Assigned task:
Your answer should repeat every line of the records below in which the word "fire" appears.

Provided data:
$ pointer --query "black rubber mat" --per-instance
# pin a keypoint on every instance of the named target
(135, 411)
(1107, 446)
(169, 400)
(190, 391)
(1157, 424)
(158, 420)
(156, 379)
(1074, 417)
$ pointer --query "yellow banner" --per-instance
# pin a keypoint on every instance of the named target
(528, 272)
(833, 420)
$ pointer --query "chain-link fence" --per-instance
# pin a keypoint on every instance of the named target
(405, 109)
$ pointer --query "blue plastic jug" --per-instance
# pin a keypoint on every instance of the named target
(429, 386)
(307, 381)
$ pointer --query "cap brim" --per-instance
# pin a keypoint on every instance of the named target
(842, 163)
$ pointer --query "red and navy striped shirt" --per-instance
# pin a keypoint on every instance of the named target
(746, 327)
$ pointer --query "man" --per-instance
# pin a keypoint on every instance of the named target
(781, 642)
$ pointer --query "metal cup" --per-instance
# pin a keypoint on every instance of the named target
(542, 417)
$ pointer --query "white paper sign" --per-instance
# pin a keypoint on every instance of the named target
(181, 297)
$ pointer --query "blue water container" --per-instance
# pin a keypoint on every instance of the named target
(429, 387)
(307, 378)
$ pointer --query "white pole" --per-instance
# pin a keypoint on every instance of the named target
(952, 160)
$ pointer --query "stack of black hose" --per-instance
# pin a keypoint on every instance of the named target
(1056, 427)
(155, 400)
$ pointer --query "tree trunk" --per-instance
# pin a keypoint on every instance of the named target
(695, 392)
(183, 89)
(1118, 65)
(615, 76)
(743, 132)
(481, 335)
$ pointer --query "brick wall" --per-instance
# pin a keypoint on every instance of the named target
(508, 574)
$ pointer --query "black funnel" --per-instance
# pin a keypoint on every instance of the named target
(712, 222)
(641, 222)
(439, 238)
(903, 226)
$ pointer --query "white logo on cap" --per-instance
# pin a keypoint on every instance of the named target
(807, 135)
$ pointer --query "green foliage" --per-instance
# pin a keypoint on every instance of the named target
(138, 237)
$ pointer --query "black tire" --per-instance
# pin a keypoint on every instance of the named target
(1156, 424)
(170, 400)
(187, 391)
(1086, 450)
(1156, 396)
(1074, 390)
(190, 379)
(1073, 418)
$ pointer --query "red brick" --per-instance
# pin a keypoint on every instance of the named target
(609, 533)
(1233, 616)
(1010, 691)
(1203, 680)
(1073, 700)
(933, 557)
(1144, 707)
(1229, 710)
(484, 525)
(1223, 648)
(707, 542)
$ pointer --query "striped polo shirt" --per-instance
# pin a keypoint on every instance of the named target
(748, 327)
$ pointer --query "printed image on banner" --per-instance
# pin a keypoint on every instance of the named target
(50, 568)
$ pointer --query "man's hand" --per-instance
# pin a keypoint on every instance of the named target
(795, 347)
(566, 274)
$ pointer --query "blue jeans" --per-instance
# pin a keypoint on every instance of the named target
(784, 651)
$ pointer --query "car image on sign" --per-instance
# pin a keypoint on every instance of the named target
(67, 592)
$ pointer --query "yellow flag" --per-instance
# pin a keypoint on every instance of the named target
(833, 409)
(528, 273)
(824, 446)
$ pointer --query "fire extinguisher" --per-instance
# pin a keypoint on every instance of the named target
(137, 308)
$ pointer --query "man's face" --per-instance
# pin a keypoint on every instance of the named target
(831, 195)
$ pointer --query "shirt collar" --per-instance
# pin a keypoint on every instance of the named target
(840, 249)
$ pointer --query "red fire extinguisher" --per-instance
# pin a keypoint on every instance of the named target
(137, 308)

...

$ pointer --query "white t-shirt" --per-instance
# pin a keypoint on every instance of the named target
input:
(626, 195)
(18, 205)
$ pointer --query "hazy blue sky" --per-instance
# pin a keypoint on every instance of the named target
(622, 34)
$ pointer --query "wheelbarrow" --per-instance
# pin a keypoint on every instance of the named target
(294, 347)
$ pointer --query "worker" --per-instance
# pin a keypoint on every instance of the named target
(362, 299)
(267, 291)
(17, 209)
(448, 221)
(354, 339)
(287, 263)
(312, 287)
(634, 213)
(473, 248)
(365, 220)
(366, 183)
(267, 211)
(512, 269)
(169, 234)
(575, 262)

--

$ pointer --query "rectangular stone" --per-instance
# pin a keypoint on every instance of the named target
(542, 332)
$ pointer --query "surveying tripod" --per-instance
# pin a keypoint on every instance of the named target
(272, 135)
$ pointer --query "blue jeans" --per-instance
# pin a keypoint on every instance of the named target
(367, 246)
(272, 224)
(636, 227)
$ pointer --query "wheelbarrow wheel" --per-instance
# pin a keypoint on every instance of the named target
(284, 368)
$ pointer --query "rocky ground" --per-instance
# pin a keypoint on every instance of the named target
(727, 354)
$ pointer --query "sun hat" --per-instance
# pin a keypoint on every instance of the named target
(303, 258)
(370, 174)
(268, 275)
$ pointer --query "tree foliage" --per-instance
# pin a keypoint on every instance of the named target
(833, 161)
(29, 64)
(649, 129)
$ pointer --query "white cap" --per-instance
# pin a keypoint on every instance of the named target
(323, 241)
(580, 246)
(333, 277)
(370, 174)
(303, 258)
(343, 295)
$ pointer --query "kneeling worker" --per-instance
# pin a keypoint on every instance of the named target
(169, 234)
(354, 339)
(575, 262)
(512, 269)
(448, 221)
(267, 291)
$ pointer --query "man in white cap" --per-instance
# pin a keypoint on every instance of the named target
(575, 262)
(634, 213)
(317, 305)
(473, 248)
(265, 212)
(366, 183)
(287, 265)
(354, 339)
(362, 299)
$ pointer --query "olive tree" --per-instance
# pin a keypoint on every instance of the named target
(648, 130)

Solution to the exercise:
$ pointer --query "fire extinguisher" --per-instance
$ pointer --query "red fire extinguisher" --per-instance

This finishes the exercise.